> **PROBLEM DETAILS**: Continue the passage on the history of the ZWRCN, picking up after its last sentence.

> **EXERCISE PASSAGE**:
════

By Shereen Essof and Hope Chigudu

History of the ZWRCN

It is not possible to describe the journey of the Zimbabwe Women's Resource Centre and Network (ZWRCN) in sufficiently vivid colours. Suffice to say that it has involved sitting, crawling, walking and running. The organisation has had tremendous successes, but there have also been roadblocks and setbacks. Over the years, some of its many activities have flourished, some have been taken over by other organisations, and some have been disrupted by political turmoil.

The ZWRCN was set up in 1990 by a few women who firmly believed that a resource centre for women needed to be established. They believed that vital information on Zimbabwean women was available, but not accessible. The vision of the Centre that emerged, however, began to grow beyond the initial concept of an independent women's centre at which useful information could be gathered. The idea of a library that held books and other documents took on a feminist tone, and instead of merely planning to make information available to women in Zimbabwe, the ZWRCN founders adopted the goal of using knowledge to empower women, an idea encapsulated in the slogan “knowledge is power”.

The idea of a Resource Centre was thus driven by a commitment to engage with the politics of gender oppression manifest in independent Zimbabwe. All the women who founded the ZWRCN were broadly feminist in their political orientation insofar as they wanted to find effective ways of challenging women's oppression and empowering women to improve their lives. All of them had already learnt from experience that activism is more likely to be effective when backed up by the strategic use of information.

This meant two things: firstly, the type of information they intended gathering had a specific focus, rather than including anything and everything ever written about women in Zimbabwe. They were especially interested in knowledge and information that could empower women seeking to challenge their oppression, and that could contribute to the development of more equitable gender relations. Secondly, as the ZWRCN was founded by women who were dissatisfied with government bureaucracy, it was clear from the outset that it would be an independent non-governmental organisation.

════

Items stored from a collection

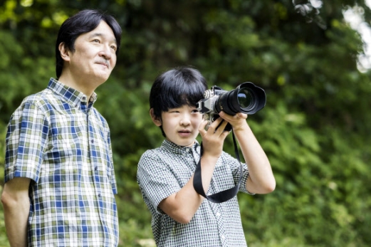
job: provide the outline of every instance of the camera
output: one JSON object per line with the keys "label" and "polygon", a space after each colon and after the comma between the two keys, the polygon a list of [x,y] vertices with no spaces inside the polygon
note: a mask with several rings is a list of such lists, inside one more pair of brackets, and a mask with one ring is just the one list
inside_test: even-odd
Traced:
{"label": "camera", "polygon": [[[266,105],[266,98],[264,90],[253,83],[244,83],[231,91],[224,90],[214,85],[204,93],[204,98],[197,103],[197,110],[204,115],[204,119],[209,125],[224,111],[228,115],[235,115],[238,112],[254,114]],[[228,124],[224,130],[230,131]]]}

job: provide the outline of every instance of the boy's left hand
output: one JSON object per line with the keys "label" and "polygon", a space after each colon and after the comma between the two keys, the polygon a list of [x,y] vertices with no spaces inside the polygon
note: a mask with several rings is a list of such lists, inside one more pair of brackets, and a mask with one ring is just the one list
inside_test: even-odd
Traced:
{"label": "boy's left hand", "polygon": [[229,122],[232,125],[233,131],[236,132],[243,130],[247,127],[247,114],[239,112],[234,116],[231,116],[225,113],[224,112],[220,112],[220,117],[223,118],[225,121]]}

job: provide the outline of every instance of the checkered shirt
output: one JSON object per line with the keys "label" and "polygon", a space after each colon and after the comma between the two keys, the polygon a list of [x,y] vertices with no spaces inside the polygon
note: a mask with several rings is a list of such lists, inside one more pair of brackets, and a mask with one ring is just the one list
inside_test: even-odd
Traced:
{"label": "checkered shirt", "polygon": [[5,182],[31,179],[29,246],[116,246],[110,130],[84,94],[51,78],[10,120]]}
{"label": "checkered shirt", "polygon": [[[157,246],[246,246],[237,197],[215,204],[204,199],[189,224],[182,224],[166,215],[158,205],[178,192],[189,180],[199,160],[200,146],[178,146],[164,140],[160,147],[142,156],[137,174],[142,195],[151,211],[152,228]],[[237,183],[240,163],[226,152],[219,157],[208,194],[231,188]],[[249,176],[244,164],[240,191]]]}

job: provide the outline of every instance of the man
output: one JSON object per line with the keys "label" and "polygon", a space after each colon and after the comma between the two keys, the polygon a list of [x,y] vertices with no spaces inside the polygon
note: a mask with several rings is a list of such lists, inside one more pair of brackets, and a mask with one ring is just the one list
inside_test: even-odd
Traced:
{"label": "man", "polygon": [[110,130],[93,105],[121,32],[98,11],[67,19],[56,45],[58,79],[11,116],[1,195],[11,246],[117,245]]}

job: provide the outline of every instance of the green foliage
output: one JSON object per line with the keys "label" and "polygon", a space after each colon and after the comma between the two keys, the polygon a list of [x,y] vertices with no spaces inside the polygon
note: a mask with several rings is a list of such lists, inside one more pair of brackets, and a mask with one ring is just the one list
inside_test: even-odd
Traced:
{"label": "green foliage", "polygon": [[[162,140],[148,114],[152,82],[179,65],[199,69],[209,86],[251,81],[267,93],[266,107],[248,122],[277,186],[267,195],[239,195],[249,246],[370,246],[370,73],[357,69],[362,41],[341,12],[356,3],[370,21],[362,1],[326,1],[323,29],[288,0],[6,0],[0,4],[0,168],[11,113],[55,75],[60,24],[78,10],[101,9],[123,29],[116,68],[95,104],[111,129],[120,246],[153,246],[137,164]],[[234,154],[231,137],[224,150]]]}

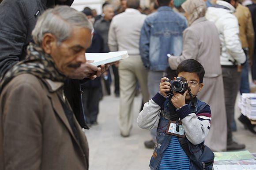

════

> **TASK RESULT**:
In keeping with this spirit, the founders were averse to dominant organisational forms they associated with patriarchy – hierarchical and autocratic structures that silenced the majority of women. Feminist organisational analysis, which explores the gendered nature of organisational dynamics, processes and procedures, reveals how organisations function (both formally and informally) in ways that are complicit with and perpetuate women's subordination. So during the initial stages of its existence, the ZWRCN was committed to developing as an alternative organisation run along lines that were in keeping with the collectivist and democratic ideals of feminism.

But as the programmatic load of ZWRCN grew and its activities expanded, there was an inevitable shift from a structure in which tasks were rotated and shared, to one where tasks were allocated to particular staff members. This created a more vertical hierarchy, with some authority and leadership invested in a board of trustees and in the post of a director, and with implementation becoming the province of administrative and programme staff.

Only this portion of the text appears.